- **Text block**
++++++++
The Facebook Generation

Facebook did not become popular because it was a functional tool — after all, most college students lived in close quarters with the majority of their Facebook friends and had no need for social networking. Instead, students logged into the Web site because it was entertaining to watch a constantly evolving narrative starring the other people in the library.

Facebook was like an online community theater, customized with a backstage and lines delivered on the very public stage of friends’ walls with photo albums; every Facebook act was a soliloquy to our anonymous audience.

It was all comedy… making one another laugh matters more than providing useful updates about ourselves, which is why entirely phony profiles were all the rage before the grown-ups signed in. One friend announced her status as In a Relationship with Chinese Food, whose profile picture was a carry-out box and whose personal information personified the cuisine of China.

But does this more reverent incarnation of Facebook actually enrich adult relationships? What do these constellations of work colleagues and long-lost friends amount to? An online office mixer? A reunion with that one other guy from your high school who has a Facebook profile? Oh! You get to see pictures of your former college sweetheart’s family! (Only depressing possibilities are coming to mind for some reason.)

The way in which people frantically communicate online via Twitter, Facebook and instant messaging can be seen as a form of modern madness, according to a leading American sociologist. “A behaviour that has become typical may still express the problems that once caused us to see it as pathological,” MIT professor Sherry Turkle writes in her new book, Alone Together, which is leading an attack on the information age.

Turkle’s thesis is simple: technology is threatening to dominate our lives and make us less human. Under the illusion of allowing us to communicate better, it is actually isolating us from real human interactions in a cyber-reality that is a poor imitation of the real world.

But Turkle’s book is far from the only work of its kind. An intellectual backlash in America is calling for a rejection of some of the values and methods of modern communications. “It is a huge backlash. The different kinds of communication that people are using have become something that scares people,” said Professor William Kist, an education expert at Kent State University, Ohio.

The list of attacks on social media is a long one and comes from all corners of academia and popular culture. A recent bestseller in the US,The Shallows by Nicholas Carr, suggested that use of the internet was altering the way we think to make us less capable of digesting large and complex amounts of information, such as books and magazine articles. The book was based on an essay that Carr wrote in the Atlanticmagazine. It was just as emphatic and was headlined: Is Google Making Us Stupid?

Another strand of thought in the field of cyber-scepticism is found in The Net Delusion, by Evgeny Morozov. He argues that social media has bred a generation of “slacktivists”. It has made people lazy and enshrined the illusion that clicking a mouse is a form of activism equal to real world donations of money and time.

Other books include The Dumbest Generation by Emory University professor Mark Bauerlein – in which he claims “the intellectual future of the US looks dim”– and We Have Met the Enemy by Daniel Akst, which describes the problems of self-control in the modern world, of which the proliferation of communication tools is a key component.

The backlash has crossed the Atlantic. In Cyburbia, published in Britain last year, James Harkin surveyed the modern technological world and found some dangerous possibilities. While Harkin was no pure cyber-sceptic, he found many reasons to be worried as well as pleased about the new technological era. Elsewhere, hit film The Social Network has been seen as a thinly veiled attack on the social media generation, suggesting that Facebook was created by people who failed to fit in with the real world.
++++++++
Pointing and labeling entries:
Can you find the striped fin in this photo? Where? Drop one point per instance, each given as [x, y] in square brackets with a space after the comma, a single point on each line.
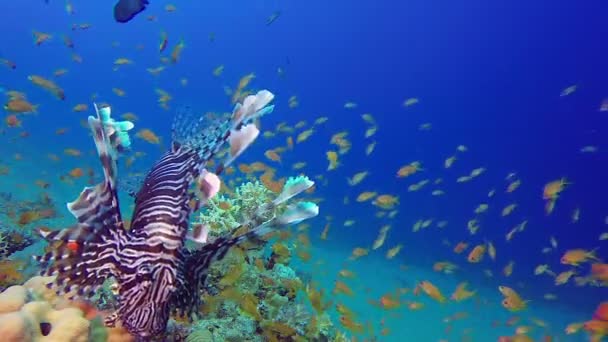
[80, 260]
[84, 255]
[98, 205]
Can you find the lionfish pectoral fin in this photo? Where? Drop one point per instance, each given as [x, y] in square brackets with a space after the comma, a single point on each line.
[244, 130]
[84, 255]
[98, 206]
[78, 259]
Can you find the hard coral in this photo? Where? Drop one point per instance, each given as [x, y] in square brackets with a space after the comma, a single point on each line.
[224, 213]
[32, 312]
[38, 321]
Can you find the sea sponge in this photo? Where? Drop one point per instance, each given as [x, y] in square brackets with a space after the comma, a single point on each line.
[33, 312]
[38, 321]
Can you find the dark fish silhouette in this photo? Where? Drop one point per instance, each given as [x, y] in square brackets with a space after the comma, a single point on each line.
[125, 10]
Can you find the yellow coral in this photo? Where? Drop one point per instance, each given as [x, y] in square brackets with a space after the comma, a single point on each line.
[33, 312]
[27, 324]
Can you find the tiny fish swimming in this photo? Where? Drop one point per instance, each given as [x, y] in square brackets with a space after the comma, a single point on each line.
[155, 274]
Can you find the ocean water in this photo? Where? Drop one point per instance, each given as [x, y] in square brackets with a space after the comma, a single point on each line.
[490, 76]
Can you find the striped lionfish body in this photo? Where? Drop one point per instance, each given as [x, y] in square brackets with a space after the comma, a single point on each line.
[155, 274]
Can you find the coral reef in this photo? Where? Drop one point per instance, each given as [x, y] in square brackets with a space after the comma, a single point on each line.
[32, 312]
[253, 294]
[224, 212]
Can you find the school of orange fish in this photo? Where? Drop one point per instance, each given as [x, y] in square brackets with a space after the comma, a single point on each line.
[581, 267]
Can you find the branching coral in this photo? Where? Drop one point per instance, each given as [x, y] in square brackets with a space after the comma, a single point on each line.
[224, 213]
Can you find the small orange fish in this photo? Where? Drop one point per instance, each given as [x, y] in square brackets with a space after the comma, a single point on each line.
[432, 291]
[148, 136]
[477, 253]
[575, 257]
[164, 39]
[177, 52]
[12, 121]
++++++++
Copy the text on the Facebook generation between "The list of" and "money and time.", inclusive, swapping "bestseller" for "best-selling book". The rows have no connection to the text on the Facebook generation.

- **Expected answer**
The list of attacks on social media is a long one and comes from all corners of academia and popular culture. A recent best-selling book in the US,The Shallows by Nicholas Carr, suggested that use of the internet was altering the way we think to make us less capable of digesting large and complex amounts of information, such as books and magazine articles. The book was based on an essay that Carr wrote in the Atlanticmagazine. It was just as emphatic and was headlined: Is Google Making Us Stupid?

Another strand of thought in the field of cyber-scepticism is found in The Net Delusion, by Evgeny Morozov. He argues that social media has bred a generation of “slacktivists”. It has made people lazy and enshrined the illusion that clicking a mouse is a form of activism equal to real world donations of money and time.